### REQUESTS
(a) In the passage about a hand rest for lathe turning, which book describes the device the writer examined closely?
(b) Decide whether each statement agrees with the passage about a hand rest for lathe turning, answering yes or no and quoting the deciding words: (i) The writer can do controlled work with the right hand. (ii) The writer ruled out mounting the rest in the Q.C. tool post. (iii) When drilling, the writer keeps the vice secured to the table.
(c) Write the next part of the passage about a hand rest for lathe turning, picking up after its final sentence.

### EXTRACT TO READ
■ ■ ■
I have considered for some time the use of a hand-held turning tool for awkward or final finishing operations on the lathe. I was somewhat put off by the fact that I am a ‘Sinister’ and these operations are awkward left-handed. I can do nothing controlled with my right hand. I even wind a hand drill backwards!
That said it is now time I tried to do it left handed or learn to use my right hand. The first thing was to explore how best to locate the hand rest to support the tool. I have dismissed something held in the Q.C. tool post or on the cross slide, as the rest of the bits would get in the way.
I had a hard look at George Thomas’s device described in his book, ‘The Model Engineers Workshop Manual’. His method was ideal, as it is self-contained and the near instant setup and removal appealed because if something is easily setup it is more likely to be made regular use of. This is borne out by my method of instantly locking the machine vice to the drilling machine table, as described in Scribe a Line, MEW issue 100 p.52. When I now drill anything, the work is always held in the vice and this is always secured to the table.
■ ■ ■
### DATA SHOWN
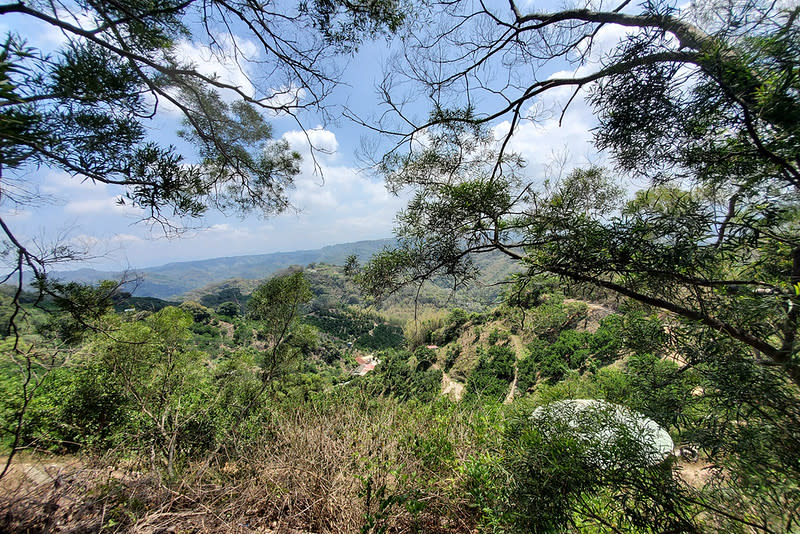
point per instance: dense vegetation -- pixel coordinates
(204, 402)
(321, 399)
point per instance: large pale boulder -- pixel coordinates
(613, 435)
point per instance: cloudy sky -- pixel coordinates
(339, 204)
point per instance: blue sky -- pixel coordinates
(341, 204)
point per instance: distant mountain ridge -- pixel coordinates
(171, 280)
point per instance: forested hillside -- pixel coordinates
(548, 344)
(362, 421)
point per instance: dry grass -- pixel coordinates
(308, 473)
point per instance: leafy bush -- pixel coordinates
(494, 373)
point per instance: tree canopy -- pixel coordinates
(701, 103)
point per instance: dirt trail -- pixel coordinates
(519, 350)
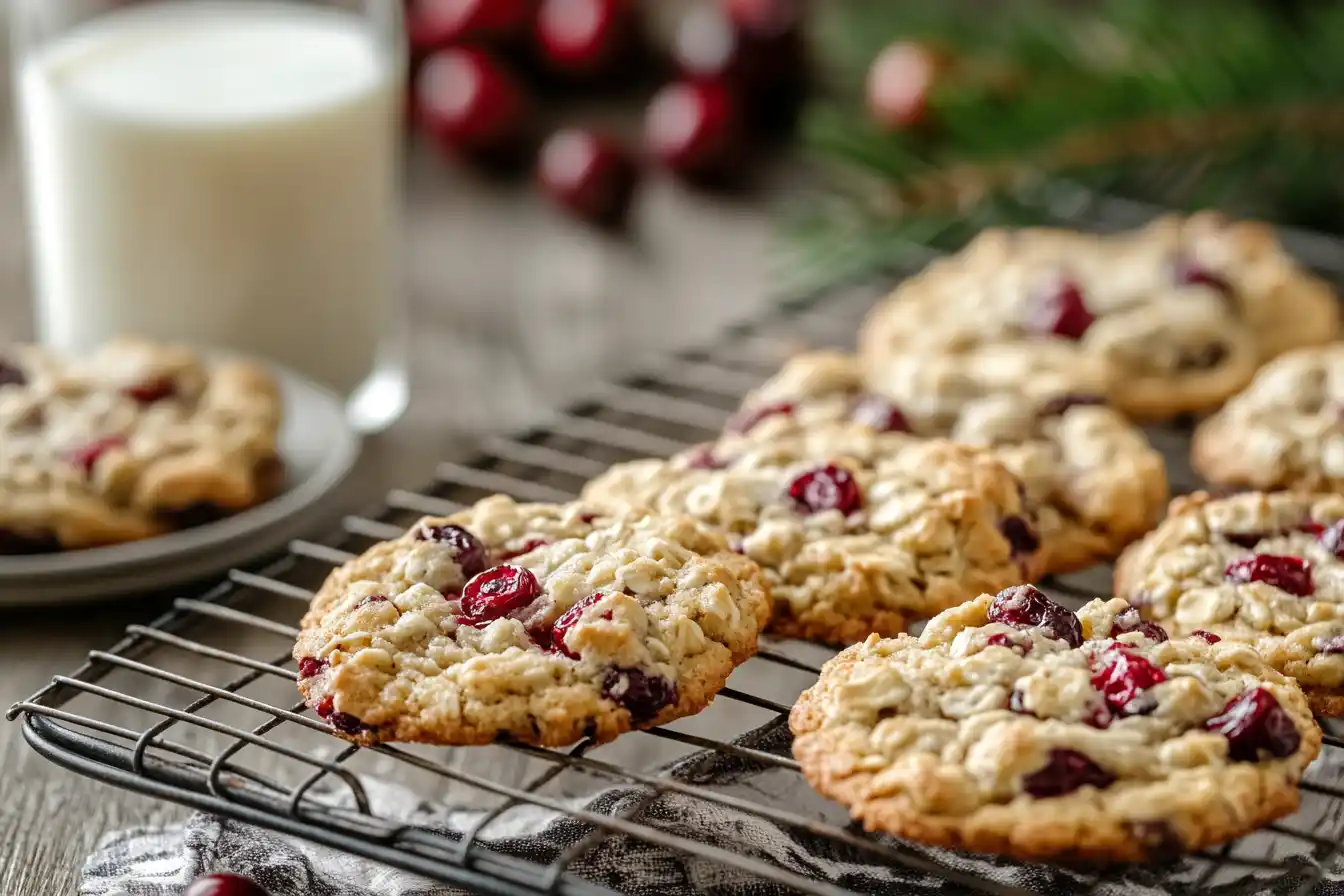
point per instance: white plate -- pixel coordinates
(319, 450)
■ ■ ■
### ANSWER SET
(a) George Thomas’s book, ‘The Model Engineers Workshop Manual’.

(b)
(i) No: "I can do nothing controlled with my right hand."
(ii) Yes: "I have dismissed something held in the Q.C. tool post or on the cross slide"
(iii) Yes: "the work is always held in the vice and this is always secured to the table."

(c)
I was going to purchase the Hemingway Kit for this hand rest, when I realised that the base casting would not be suitable for adaptation for my lathe bed, the front shear of which is an inverted Vee form, as with a lot of current lathes, photo 1. The method of locking this rest, together with the fact that the parts remained set when removed and replaced appealed, so I set out to achieve this without the need for the casting or the cam locking arrangement, see the Hand Rest GA.
I started with the two clamping pieces, Fig. 1 and found a use for the ability of my bandsaw’s head to swivel 45deg. With the saw set round to 30deg., the first piece cut off was for the shorter clamp. This was then cleaned up on the angled face, as was the angle of the parent bar.
With the two angled faces pushed together, the second piece was marked off to give an overall length of 61mm, the bed centre gap being 60mm.
The base, Fig. 2 has a length of 103mm, being the distance from the rear of the Vee to the back of the rear shear. It could have been shorter, having a rear bearing surface the same as the front, but as I had a piece of material this length, I used it as is.
The short clamp was marked out and the holes drilled and tapped M8 in the centre and the spring pockets are 7.5mm x 4mm deep on the short face.The base was marked out and drilled 8mm and the spring pockets 7.5mm as before.
The two M6 holes were drilled tapping size at 51mm from the front edge. With the short clamp loosely secured to the base with a bolt, the base was placed on the lathe bed and the longer clamp offered up in its final position. The bolt was tightened to lock everything in place and the M6 holes spotted through to the clamp.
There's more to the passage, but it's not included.